Stored rows →
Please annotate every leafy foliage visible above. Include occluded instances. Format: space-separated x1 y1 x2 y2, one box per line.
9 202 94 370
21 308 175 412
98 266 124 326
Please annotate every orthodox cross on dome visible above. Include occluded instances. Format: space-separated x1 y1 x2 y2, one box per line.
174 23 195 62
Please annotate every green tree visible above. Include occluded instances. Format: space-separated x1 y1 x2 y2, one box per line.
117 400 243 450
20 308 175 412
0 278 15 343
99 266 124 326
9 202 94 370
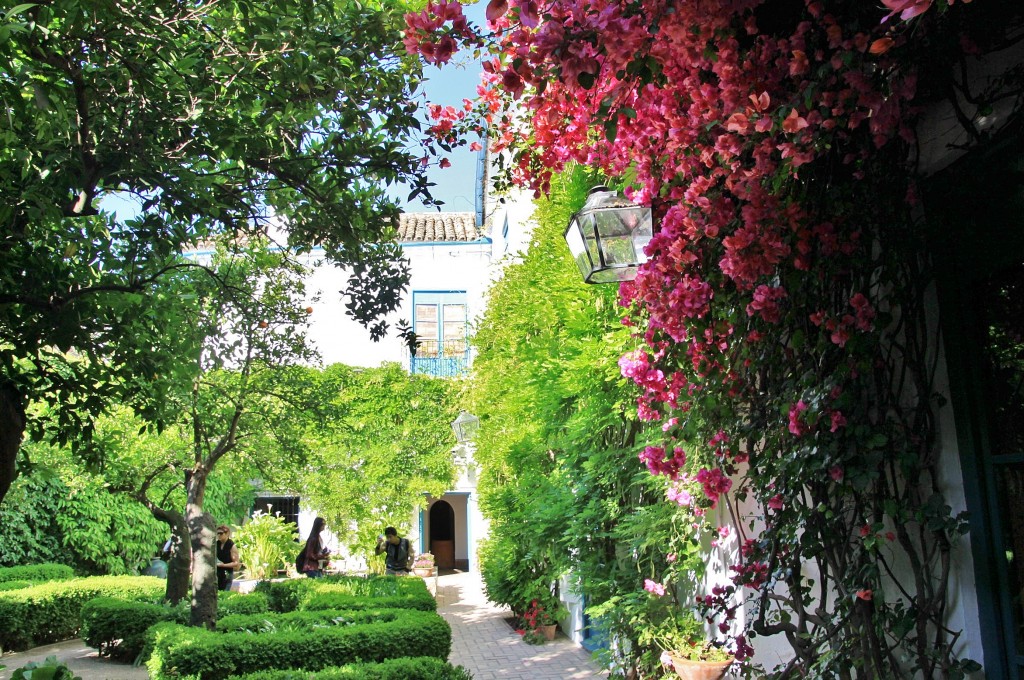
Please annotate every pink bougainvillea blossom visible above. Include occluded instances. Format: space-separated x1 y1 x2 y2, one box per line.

Short exercise → Repeat the part of the listing from the line containing "Please annotate every orthodox" through the end of the listing, including the requests, and multiply every box coordinate in the answers by 0.3, rounding to whole numbers with halves rounded up. Leave the pictures out.

Correct answer →
Please annotate every orthodox cross on dome visible above. Include occluded instances. Format: space-separated x1 y1 x2 y2, one box per line.
52 7 59 19
Please annotate every green tree visible above. Include occluded instances. Format: space-separated x1 y1 x2 y2, one box per line.
35 120 73 135
6 92 53 124
0 83 5 103
30 80 37 98
3 61 28 111
Please annotate every pink bougainvillea blossom visible above. Include occluded instances. Format: space-separated x1 y1 x2 y2, one box per line.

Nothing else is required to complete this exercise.